§ **Problem to work on**
In these records, how many lines contain "then"? Please reply with the number only.

(Data records)

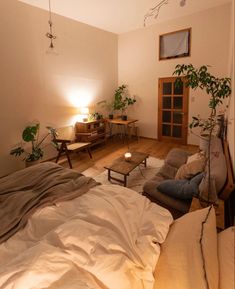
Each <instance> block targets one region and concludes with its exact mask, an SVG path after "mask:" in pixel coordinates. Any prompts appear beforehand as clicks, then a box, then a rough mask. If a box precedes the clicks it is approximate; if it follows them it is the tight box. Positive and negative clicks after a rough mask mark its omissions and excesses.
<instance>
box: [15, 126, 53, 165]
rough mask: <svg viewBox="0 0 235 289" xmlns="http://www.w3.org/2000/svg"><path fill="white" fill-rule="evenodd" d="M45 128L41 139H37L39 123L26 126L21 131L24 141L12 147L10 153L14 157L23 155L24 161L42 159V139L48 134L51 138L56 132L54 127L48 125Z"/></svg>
mask: <svg viewBox="0 0 235 289" xmlns="http://www.w3.org/2000/svg"><path fill="white" fill-rule="evenodd" d="M47 129H48V132H47V134H46V135H45V136H44V137H42V138H41V139H39V131H40V124H39V123H35V124H32V125H29V126H26V128H25V129H24V130H23V132H22V139H23V141H24V142H22V143H21V144H20V145H19V146H17V147H16V148H13V149H12V150H11V151H10V154H11V155H14V156H16V157H18V156H21V155H24V158H23V160H24V161H25V162H26V163H27V162H28V163H30V162H35V161H38V160H40V159H42V157H43V154H44V151H43V149H44V147H43V144H44V141H45V140H46V139H47V138H48V136H52V138H53V139H54V138H56V136H57V132H56V130H55V129H54V128H52V127H50V126H48V127H47ZM27 143H30V144H31V147H30V148H29V147H27Z"/></svg>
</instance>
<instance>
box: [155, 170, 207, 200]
mask: <svg viewBox="0 0 235 289" xmlns="http://www.w3.org/2000/svg"><path fill="white" fill-rule="evenodd" d="M202 177H203V173H200V174H198V175H196V176H195V177H193V178H192V179H191V180H164V181H162V182H160V184H159V185H158V186H157V189H158V190H159V191H160V192H161V193H164V194H167V195H168V196H170V197H173V198H178V199H183V200H189V199H192V197H198V194H199V189H198V186H199V184H200V182H201V180H202Z"/></svg>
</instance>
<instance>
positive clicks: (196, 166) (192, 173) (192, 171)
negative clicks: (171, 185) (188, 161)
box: [175, 157, 206, 180]
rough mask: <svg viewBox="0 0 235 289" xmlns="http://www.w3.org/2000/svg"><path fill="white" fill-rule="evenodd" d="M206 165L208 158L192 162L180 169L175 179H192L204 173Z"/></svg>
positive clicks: (180, 167)
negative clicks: (198, 173)
mask: <svg viewBox="0 0 235 289" xmlns="http://www.w3.org/2000/svg"><path fill="white" fill-rule="evenodd" d="M205 163H206V158H205V157H202V158H200V159H197V160H195V161H192V162H190V163H188V164H184V165H182V166H181V167H180V168H179V169H178V171H177V173H176V175H175V179H176V180H181V179H191V178H192V177H193V176H195V175H196V174H198V173H201V172H203V171H204V169H205Z"/></svg>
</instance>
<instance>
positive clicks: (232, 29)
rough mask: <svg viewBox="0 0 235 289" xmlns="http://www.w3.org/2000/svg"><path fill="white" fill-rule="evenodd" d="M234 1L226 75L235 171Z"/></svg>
mask: <svg viewBox="0 0 235 289" xmlns="http://www.w3.org/2000/svg"><path fill="white" fill-rule="evenodd" d="M234 9H235V7H234V1H232V9H231V18H232V21H231V31H230V33H231V42H230V45H229V47H230V54H229V66H228V75H229V76H230V77H231V79H232V95H231V99H230V100H229V103H228V104H229V109H228V135H227V137H228V142H229V150H230V156H231V159H232V163H233V171H234V172H235V140H234V136H235V126H234V113H235V102H234V84H235V81H234V62H235V59H234Z"/></svg>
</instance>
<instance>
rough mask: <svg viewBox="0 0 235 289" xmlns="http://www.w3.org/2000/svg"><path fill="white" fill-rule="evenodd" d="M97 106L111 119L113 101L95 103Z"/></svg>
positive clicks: (112, 113)
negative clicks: (100, 107) (107, 115)
mask: <svg viewBox="0 0 235 289" xmlns="http://www.w3.org/2000/svg"><path fill="white" fill-rule="evenodd" d="M97 105H98V106H100V107H101V108H102V109H103V110H105V111H106V112H107V113H108V117H109V118H110V119H113V112H114V101H108V100H101V101H99V102H98V103H97Z"/></svg>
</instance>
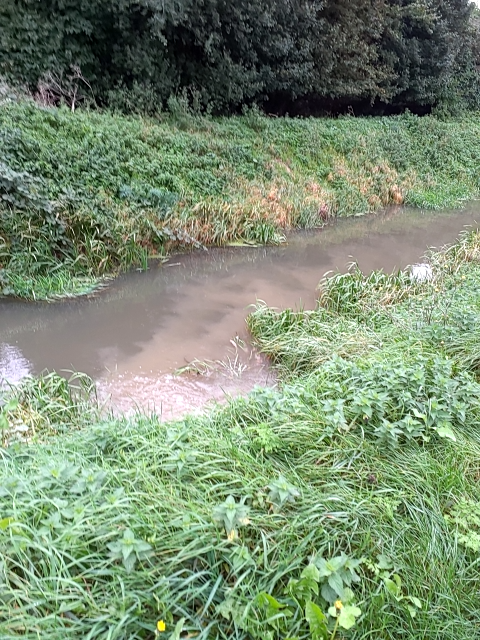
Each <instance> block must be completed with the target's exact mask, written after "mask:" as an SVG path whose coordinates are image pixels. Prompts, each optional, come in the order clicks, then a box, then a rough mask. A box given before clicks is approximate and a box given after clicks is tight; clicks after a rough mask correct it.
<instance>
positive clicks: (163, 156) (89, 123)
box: [0, 101, 480, 297]
mask: <svg viewBox="0 0 480 640" xmlns="http://www.w3.org/2000/svg"><path fill="white" fill-rule="evenodd" d="M478 133H479V125H478V119H477V117H476V115H475V114H471V115H466V116H462V117H460V118H456V119H451V120H446V121H445V120H441V119H437V118H435V117H425V118H418V117H415V116H413V115H411V114H405V115H403V116H399V117H391V118H368V119H367V118H341V119H338V120H331V119H301V120H300V119H299V120H293V119H289V118H275V119H269V118H266V117H262V116H260V115H258V117H255V118H253V119H252V118H251V117H250V116H248V115H247V116H239V117H231V118H218V119H213V118H200V117H198V116H195V117H193V116H192V117H189V116H188V115H184V116H183V117H182V119H181V121H180V120H178V118H177V119H176V118H175V116H168V115H165V116H161V117H159V118H158V119H156V120H152V119H147V118H135V117H124V116H120V115H116V114H111V113H100V112H88V111H83V112H82V111H76V112H75V113H73V114H72V113H71V112H70V111H69V110H67V109H51V108H50V109H46V108H40V107H38V106H37V105H35V104H34V103H32V102H27V101H17V102H8V103H4V104H1V105H0V141H1V144H0V190H1V192H2V194H3V195H5V196H6V199H3V197H2V199H1V200H0V201H1V202H2V205H1V206H2V209H1V214H2V215H1V218H0V220H1V221H0V269H1V271H0V278H1V280H0V284H1V285H2V290H3V292H4V294H5V295H7V294H16V295H19V296H23V297H32V291H33V292H34V293H35V295H36V297H45V296H46V295H48V293H47V292H46V291H45V290H44V287H43V286H42V285H41V283H40V284H39V285H38V286H37V284H36V280H35V277H39V276H42V277H45V276H47V275H48V274H50V273H51V272H52V271H56V270H57V269H59V270H60V271H62V270H63V271H64V272H67V273H69V274H70V275H71V277H72V280H71V283H70V284H71V288H72V290H73V291H79V290H81V288H80V289H79V288H78V287H77V285H76V283H75V278H82V277H88V278H90V279H92V278H96V277H98V276H102V275H104V274H106V273H114V272H116V271H118V270H119V269H127V268H129V266H131V265H133V264H135V265H140V266H142V267H146V264H147V260H148V257H149V256H152V255H163V254H164V253H165V251H168V250H169V249H171V248H172V247H175V246H177V247H178V246H200V245H202V244H203V245H208V244H227V243H230V242H238V241H246V242H251V243H272V242H274V243H275V242H280V241H282V238H283V232H284V230H285V229H288V228H291V227H299V226H300V227H317V226H321V225H323V224H324V223H325V221H327V220H331V219H334V218H336V217H338V216H351V215H359V214H365V213H369V212H374V211H376V210H378V209H379V208H381V207H385V206H387V205H389V204H400V203H403V202H405V203H408V204H413V205H416V206H421V207H433V208H440V207H446V206H459V205H461V204H462V202H463V201H465V200H466V199H468V198H473V197H476V196H477V195H478V193H479V181H478V172H477V171H476V167H477V166H478V164H479V153H480V152H479V151H478V145H477V138H478ZM27 212H28V215H27ZM34 214H35V215H34ZM22 277H26V278H27V279H28V278H30V279H31V284H30V285H26V286H24V287H22V286H20V279H21V278H22ZM51 284H52V292H54V293H56V292H58V291H61V290H62V288H61V287H58V286H57V284H58V283H56V282H54V281H52V283H51ZM47 285H48V282H47ZM47 288H48V287H47Z"/></svg>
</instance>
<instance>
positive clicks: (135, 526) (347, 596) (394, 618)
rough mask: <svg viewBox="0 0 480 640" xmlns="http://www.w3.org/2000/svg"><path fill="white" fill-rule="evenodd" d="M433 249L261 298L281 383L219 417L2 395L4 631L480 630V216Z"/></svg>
mask: <svg viewBox="0 0 480 640" xmlns="http://www.w3.org/2000/svg"><path fill="white" fill-rule="evenodd" d="M430 264H431V266H432V271H433V274H434V277H433V279H432V280H428V279H427V280H423V281H420V280H416V279H415V278H412V276H411V275H409V273H407V272H403V273H402V272H401V273H399V274H397V275H386V274H384V273H379V272H373V273H371V274H368V275H363V274H361V273H360V272H359V271H357V270H355V269H353V270H351V271H350V272H349V273H347V274H343V275H342V274H338V275H334V276H333V277H331V278H328V279H326V280H325V281H324V282H323V284H322V288H321V291H320V298H319V305H318V308H317V309H316V310H313V311H298V312H293V311H291V310H285V311H281V312H278V311H274V310H272V309H270V308H268V307H265V306H263V305H260V306H258V308H257V309H256V310H255V311H254V312H253V313H252V315H251V316H250V318H249V326H250V328H251V331H252V333H253V335H254V337H255V339H256V341H257V343H258V345H259V347H260V348H261V349H262V351H264V352H265V353H267V354H268V355H269V357H270V358H272V360H273V361H274V363H275V364H276V366H277V367H278V370H279V373H280V375H281V376H282V378H283V379H284V381H285V382H284V384H283V385H282V387H281V388H280V389H279V390H272V389H263V390H262V389H258V390H256V391H254V392H253V393H252V394H250V395H249V396H248V397H246V398H239V399H236V400H233V401H231V402H229V403H228V404H227V405H226V406H224V407H218V408H217V409H216V410H214V411H213V412H211V413H209V414H208V415H205V416H202V417H195V418H193V417H192V418H185V419H184V420H182V421H180V422H176V423H171V424H167V425H165V424H160V423H159V421H158V418H157V417H156V416H155V415H152V416H150V417H147V416H145V415H138V416H136V417H132V418H129V419H126V418H117V419H113V418H112V419H105V418H101V417H100V416H99V415H98V413H97V409H96V405H95V402H94V401H93V399H92V398H89V397H88V395H89V393H90V389H89V388H88V386H86V387H85V386H84V388H83V390H82V393H81V394H74V393H72V390H71V388H69V387H68V385H67V384H66V382H65V381H64V380H63V379H61V378H58V377H57V376H55V375H53V374H51V375H49V376H47V377H45V378H40V379H30V380H28V381H27V382H25V383H24V385H23V386H21V387H20V388H18V389H17V390H16V391H15V392H13V393H12V395H11V397H10V398H5V400H7V403H6V404H4V406H3V409H2V413H1V420H2V422H1V426H2V434H3V448H2V450H1V454H2V461H3V462H2V468H1V471H0V476H1V482H0V486H1V493H0V501H1V505H2V520H1V521H0V524H1V526H0V545H1V548H2V565H1V574H0V577H1V580H2V602H3V603H4V605H6V608H7V610H8V611H9V615H8V617H4V616H3V617H2V616H0V630H1V634H2V637H5V638H13V637H15V636H17V635H18V634H22V635H23V636H24V637H32V638H33V637H34V636H38V635H40V636H47V635H48V637H49V638H53V639H55V638H60V637H63V638H69V637H70V638H77V637H79V636H82V637H92V638H93V637H107V636H108V637H110V638H135V637H138V638H151V637H153V636H154V635H155V633H157V634H160V633H164V631H163V629H164V628H165V630H166V632H167V633H170V634H171V637H173V638H181V637H183V636H185V635H186V634H187V635H190V636H192V635H194V636H195V637H198V638H203V639H204V640H207V639H208V640H210V639H212V638H233V637H234V638H244V639H247V638H259V639H260V638H261V639H262V640H263V639H265V638H270V639H272V640H273V639H274V638H277V637H283V636H288V637H297V638H305V639H306V638H324V637H327V638H328V637H329V638H333V637H334V636H336V637H337V638H339V637H345V638H347V637H348V638H366V637H368V636H371V634H372V633H373V634H376V635H381V636H382V637H384V638H391V639H392V640H393V639H394V638H398V637H401V636H406V637H412V638H413V637H423V638H432V640H433V638H438V637H439V635H441V637H442V638H449V639H451V640H453V639H455V640H467V639H468V640H470V639H471V638H473V637H475V634H476V632H477V629H478V625H479V623H480V620H479V611H480V606H479V604H480V602H479V591H478V589H476V588H475V585H476V584H477V583H478V552H479V549H480V544H479V539H480V538H479V537H480V530H479V524H478V521H479V514H480V503H479V501H478V496H479V494H480V492H479V481H480V480H479V478H480V476H479V467H478V460H479V459H480V431H479V425H480V405H479V397H480V387H479V381H478V370H479V369H478V367H479V364H480V349H479V336H480V331H479V329H480V327H479V326H478V318H479V316H480V298H479V293H478V281H479V277H480V233H479V232H478V231H472V232H470V233H466V234H465V235H464V236H463V237H462V238H461V240H460V241H459V242H458V243H457V244H456V245H454V246H453V247H452V248H451V249H448V250H446V251H444V252H440V253H436V254H433V255H432V256H430ZM24 440H27V442H23V441H24ZM212 443H215V444H214V446H212ZM117 585H121V588H117Z"/></svg>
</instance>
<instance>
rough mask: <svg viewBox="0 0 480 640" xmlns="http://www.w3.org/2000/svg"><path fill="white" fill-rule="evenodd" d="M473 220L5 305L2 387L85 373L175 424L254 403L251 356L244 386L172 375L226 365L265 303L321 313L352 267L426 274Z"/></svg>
mask: <svg viewBox="0 0 480 640" xmlns="http://www.w3.org/2000/svg"><path fill="white" fill-rule="evenodd" d="M475 213H476V205H475V204H472V205H471V207H470V208H469V209H467V210H464V211H455V212H443V213H439V212H421V211H418V210H408V209H401V210H398V211H393V210H390V211H388V212H385V213H383V214H379V215H376V216H370V217H364V218H356V219H353V220H352V219H351V220H342V221H340V222H338V223H337V224H335V225H333V226H332V227H329V228H327V229H324V230H321V231H316V232H309V233H298V234H294V235H292V236H291V237H290V238H289V243H288V244H287V245H283V246H280V247H262V248H253V247H245V248H237V247H236V248H223V249H211V250H209V251H208V252H206V251H197V252H194V253H191V254H186V255H180V256H178V255H177V256H173V257H172V258H171V259H170V260H169V262H167V263H166V264H165V265H152V267H151V269H150V270H149V271H148V272H147V273H139V272H133V273H129V274H125V275H123V276H122V277H120V278H119V279H118V280H116V281H115V282H114V283H112V285H111V286H110V287H109V288H108V289H107V290H105V291H103V292H101V293H99V294H98V295H97V296H94V297H90V298H84V299H76V300H71V301H70V300H69V301H64V302H61V303H55V304H46V303H40V304H30V303H21V302H14V301H10V300H8V301H0V344H3V345H5V348H7V351H5V353H9V354H10V355H8V356H0V375H2V376H4V377H5V378H7V379H9V380H14V379H18V376H19V374H21V375H24V374H23V373H21V372H22V371H23V372H24V373H28V372H30V371H31V372H32V373H38V372H40V371H42V370H43V369H44V368H47V369H49V370H52V369H55V370H57V371H61V370H69V371H72V370H76V371H84V372H85V373H88V374H89V375H91V376H92V377H94V378H95V379H97V380H99V383H100V388H101V393H102V395H103V396H104V397H105V395H111V397H112V401H113V403H114V404H115V405H116V406H117V407H120V408H122V409H125V408H127V407H131V406H134V405H135V403H137V404H138V405H140V406H142V407H145V406H148V407H149V408H153V407H155V408H156V409H157V410H159V409H160V408H161V410H162V411H163V415H164V416H166V417H170V416H172V415H178V414H179V413H181V412H182V411H184V410H190V409H191V408H193V407H200V406H202V405H203V404H204V402H205V401H206V400H208V399H211V398H214V399H219V398H221V397H222V395H223V392H224V391H225V392H227V393H233V394H234V393H238V392H245V391H247V390H248V389H250V388H251V387H252V386H253V384H254V383H255V382H258V383H265V381H266V375H267V371H268V370H267V369H266V367H265V363H264V362H263V361H262V360H260V359H257V358H256V357H250V355H248V357H247V360H248V362H247V363H246V364H247V365H248V366H246V367H245V368H244V370H243V373H242V375H241V376H238V375H223V374H221V373H220V372H217V373H215V374H212V375H210V376H206V377H199V376H192V375H188V376H186V377H180V378H179V377H178V376H174V375H173V373H174V371H175V370H176V369H178V368H180V367H183V366H184V365H185V364H186V363H188V362H190V361H192V360H193V359H195V358H197V359H199V360H207V359H209V360H216V359H219V360H225V359H226V358H228V357H229V355H228V354H229V349H230V348H231V345H230V340H231V339H232V338H233V337H234V336H239V337H240V338H242V339H246V333H245V316H246V314H247V312H248V306H249V305H250V304H252V303H254V302H255V301H256V300H257V299H260V300H264V301H265V302H267V303H268V304H269V305H271V306H276V307H287V306H289V307H295V306H297V305H303V306H304V307H307V308H312V307H313V306H314V304H315V289H316V286H317V284H318V282H319V280H320V278H321V277H322V275H323V274H324V273H325V272H326V271H328V270H332V269H345V268H346V266H347V264H348V263H349V262H351V261H352V260H356V261H357V262H358V263H359V266H360V268H361V269H363V270H364V271H370V270H372V269H379V268H383V269H385V270H388V271H390V270H392V269H394V268H400V267H404V266H406V265H407V264H411V263H414V262H418V261H419V259H420V258H421V256H422V255H423V254H424V252H425V250H426V248H427V247H428V246H436V247H439V246H442V245H443V244H445V243H447V242H452V241H454V240H455V238H456V236H457V235H458V233H459V232H460V231H461V230H462V228H463V227H464V226H465V225H468V224H474V220H475ZM8 349H10V351H8ZM12 349H13V351H12ZM2 353H3V352H2ZM13 353H16V354H17V356H15V358H16V360H15V358H14V356H13V355H11V354H13ZM13 362H16V363H17V364H15V365H13V364H12V363H13Z"/></svg>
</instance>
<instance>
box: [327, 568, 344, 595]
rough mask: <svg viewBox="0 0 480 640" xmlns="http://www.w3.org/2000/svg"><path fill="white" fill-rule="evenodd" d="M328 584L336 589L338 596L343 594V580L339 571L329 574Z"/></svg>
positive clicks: (331, 587) (328, 576) (336, 593)
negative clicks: (334, 572)
mask: <svg viewBox="0 0 480 640" xmlns="http://www.w3.org/2000/svg"><path fill="white" fill-rule="evenodd" d="M328 584H329V585H330V587H331V588H332V589H333V591H335V594H336V596H338V597H340V598H341V597H342V596H343V580H342V578H341V577H340V576H339V575H338V573H332V575H331V576H328Z"/></svg>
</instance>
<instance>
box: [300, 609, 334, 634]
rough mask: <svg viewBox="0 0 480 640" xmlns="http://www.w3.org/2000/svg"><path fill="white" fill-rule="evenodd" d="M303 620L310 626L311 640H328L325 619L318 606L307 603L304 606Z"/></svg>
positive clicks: (325, 622)
mask: <svg viewBox="0 0 480 640" xmlns="http://www.w3.org/2000/svg"><path fill="white" fill-rule="evenodd" d="M305 619H306V621H307V622H308V624H309V625H310V633H311V634H312V640H326V639H327V638H328V629H327V622H326V620H327V618H326V617H325V614H324V613H323V611H322V610H321V609H320V607H319V606H318V604H315V603H314V602H307V604H306V605H305Z"/></svg>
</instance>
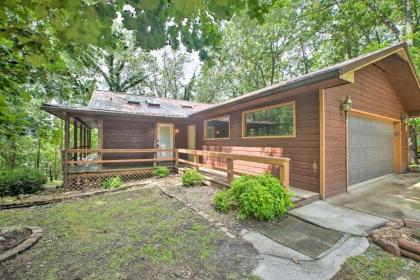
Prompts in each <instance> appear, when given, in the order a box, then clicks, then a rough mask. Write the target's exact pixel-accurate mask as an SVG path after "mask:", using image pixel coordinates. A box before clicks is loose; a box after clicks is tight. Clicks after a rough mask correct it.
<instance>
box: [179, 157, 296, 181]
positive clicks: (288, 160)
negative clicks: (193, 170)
mask: <svg viewBox="0 0 420 280" xmlns="http://www.w3.org/2000/svg"><path fill="white" fill-rule="evenodd" d="M178 153H179V154H188V155H193V157H194V161H189V160H184V159H178V161H179V162H182V163H186V164H190V165H192V166H194V167H195V169H196V170H199V168H200V167H206V168H209V169H216V170H222V171H225V172H226V174H227V181H228V184H230V182H231V181H232V180H233V176H234V175H235V174H244V173H243V172H236V171H235V170H234V161H235V160H241V161H250V162H257V163H265V164H271V165H274V166H278V167H279V179H280V181H281V182H282V184H283V186H285V187H286V188H288V187H289V163H290V159H289V158H283V157H269V156H252V155H243V154H235V153H223V152H211V151H200V150H188V149H178ZM199 156H207V157H212V158H222V159H226V166H227V168H226V169H222V168H214V167H212V166H208V165H203V164H201V163H200V162H199Z"/></svg>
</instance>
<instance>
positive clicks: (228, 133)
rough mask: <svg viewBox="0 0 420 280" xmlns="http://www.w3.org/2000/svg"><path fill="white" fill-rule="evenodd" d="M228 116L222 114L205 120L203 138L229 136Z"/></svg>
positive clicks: (212, 137) (206, 138)
mask: <svg viewBox="0 0 420 280" xmlns="http://www.w3.org/2000/svg"><path fill="white" fill-rule="evenodd" d="M229 122H230V119H229V116H223V117H218V118H214V119H211V120H207V121H205V133H206V135H205V138H206V139H219V138H229Z"/></svg>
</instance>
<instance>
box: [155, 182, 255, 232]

§ **Task output**
3